Provided text —
RANS Turbulence Closure Augmented with Physics-Informed Machine Learning for Hypersonic Flows

Development of hypersonic aircraft and weapon systems has become a critical focus for the Department of Defense to maintain global strike and projection of force capabilities. Despite decades of research, traditional computational fluid dynamics (CFD) methods are either incapable of adequately predicting complex features in hypersonic flows or too expensive to be of practical use for vehicle design in this regime. Therefore, a new modeling methodology is required that approaches the accuracy of scale-resolved CFD simulations at a cost similar to Reynolds-averaged Navier-Stokes (RANS). ATA Engineering, in partnership with the University of Arkansas, proposes a data-driven RANS turbulence closure that uses machine learning (ML) to modify several terms in a standard RANS turbulence model to improve its accuracy in hypersonic flows. The term modifications will use genetically programmed symbolic regression to derive the functional form of each term from scale-resolved CFD data from representative flow configurations. In Phase I, ATA will create and train the ML algorithms and validate the modified turbulence closure against up to three training cases. A detailed development and validation plan to be executed in Phase II will be formulated to expand the prototype model to additional flow configurations and include a laminar-to-turbulent transition model. The proposed ML-based methodology will be packaged as an adaptable, general framework for improving the accuracy of RANS turbulence closures in the hypersonic regime, and it will be known as the HYpersonic Physics-informed Energy-tracing RANS (HYPER) Tuner.

Saved entries:
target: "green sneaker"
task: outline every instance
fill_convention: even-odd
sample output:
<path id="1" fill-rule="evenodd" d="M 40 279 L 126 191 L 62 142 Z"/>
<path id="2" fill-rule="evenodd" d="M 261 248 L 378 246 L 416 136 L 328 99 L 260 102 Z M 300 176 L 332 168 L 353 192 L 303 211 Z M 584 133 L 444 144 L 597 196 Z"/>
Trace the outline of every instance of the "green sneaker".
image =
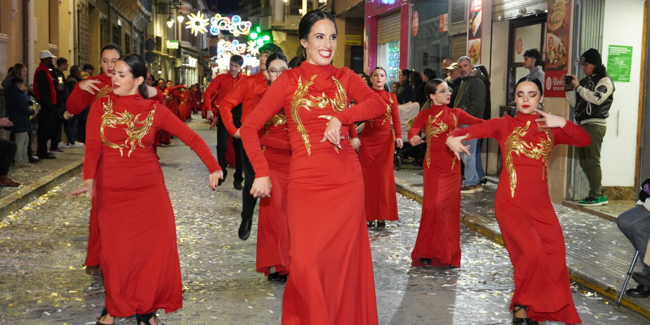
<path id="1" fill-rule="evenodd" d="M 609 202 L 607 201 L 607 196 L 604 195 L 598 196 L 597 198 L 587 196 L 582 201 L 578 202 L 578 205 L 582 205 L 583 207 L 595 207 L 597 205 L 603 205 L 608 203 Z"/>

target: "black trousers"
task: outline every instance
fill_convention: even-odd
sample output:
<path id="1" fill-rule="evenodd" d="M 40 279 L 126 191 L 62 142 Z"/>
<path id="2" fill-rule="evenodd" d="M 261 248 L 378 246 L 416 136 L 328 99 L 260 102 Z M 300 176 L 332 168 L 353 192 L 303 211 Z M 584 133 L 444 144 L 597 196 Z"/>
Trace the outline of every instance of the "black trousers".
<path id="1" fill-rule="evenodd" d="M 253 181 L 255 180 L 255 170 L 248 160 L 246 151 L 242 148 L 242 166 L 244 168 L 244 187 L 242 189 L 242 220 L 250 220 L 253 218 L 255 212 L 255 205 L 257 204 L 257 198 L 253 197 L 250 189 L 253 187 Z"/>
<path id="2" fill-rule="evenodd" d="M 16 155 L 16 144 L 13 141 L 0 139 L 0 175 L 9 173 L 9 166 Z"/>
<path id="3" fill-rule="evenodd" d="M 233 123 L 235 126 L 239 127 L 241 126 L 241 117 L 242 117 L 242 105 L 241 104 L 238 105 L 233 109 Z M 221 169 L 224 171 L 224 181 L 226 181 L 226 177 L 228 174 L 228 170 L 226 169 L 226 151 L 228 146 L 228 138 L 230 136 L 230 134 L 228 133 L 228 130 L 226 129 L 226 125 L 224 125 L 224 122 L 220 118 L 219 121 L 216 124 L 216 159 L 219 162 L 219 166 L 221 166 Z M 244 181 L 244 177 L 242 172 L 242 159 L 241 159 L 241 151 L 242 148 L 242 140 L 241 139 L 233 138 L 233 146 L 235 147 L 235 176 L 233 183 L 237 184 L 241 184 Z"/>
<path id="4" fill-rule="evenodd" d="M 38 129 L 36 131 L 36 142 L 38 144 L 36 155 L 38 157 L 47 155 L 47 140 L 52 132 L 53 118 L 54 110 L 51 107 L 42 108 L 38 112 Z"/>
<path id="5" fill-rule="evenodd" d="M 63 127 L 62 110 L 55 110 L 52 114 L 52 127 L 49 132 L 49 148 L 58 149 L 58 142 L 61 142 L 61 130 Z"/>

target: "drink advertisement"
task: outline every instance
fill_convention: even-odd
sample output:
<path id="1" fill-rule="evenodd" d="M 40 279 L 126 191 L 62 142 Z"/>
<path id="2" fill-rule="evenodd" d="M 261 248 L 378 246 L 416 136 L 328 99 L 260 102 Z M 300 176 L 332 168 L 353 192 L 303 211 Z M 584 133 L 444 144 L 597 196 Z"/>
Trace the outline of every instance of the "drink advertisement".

Problem description — Return the entire text above on the machine-learning RANS turbulence closure for hypersonic flows, word for word.

Expected output —
RANS Turbulence Closure Augmented with Physics-Informed Machine Learning for Hypersonic Flows

Development of hypersonic aircraft and weapon systems has become a critical focus for the Department of Defense to maintain global strike and projection of force capabilities. Despite decades of research, traditional computational fluid dynamics (CFD) methods are either incapable of adequately predicting complex features in hypersonic flows or too expensive to be of practical use for vehicle design in this regime. Therefore, a new modeling methodology is required that approaches the accuracy of scale-resolved CFD simulations at a cost similar to Reynolds-averaged Navier-Stokes (RANS). ATA Engineering, in partnership with the University of Arkansas, proposes a data-driven RANS turbulence closure that uses machine learning (ML) to modify several terms in a standard RANS turbulence model to improve its accuracy in hypersonic flows. The term modifications will use genetically programmed symbolic regression to derive the functional form of each term from scale-resolved CFD data from representative flow configurations. In Phase I, ATA will create and train the ML algorithms and validate the modified turbulence closure against up to three training cases. A detailed development and validation plan to be executed in Phase II will be formulated to expand the prototype model to additional flow configurations and include a laminar-to-turbulent transition model. The proposed ML-based methodology will be packaged as an adaptable, general framework for improving the accuracy of RANS turbulence closures in the hypersonic regime, and it will be known as the HYpersonic Physics-informed Energy-tracing RANS (HYPER) Tuner.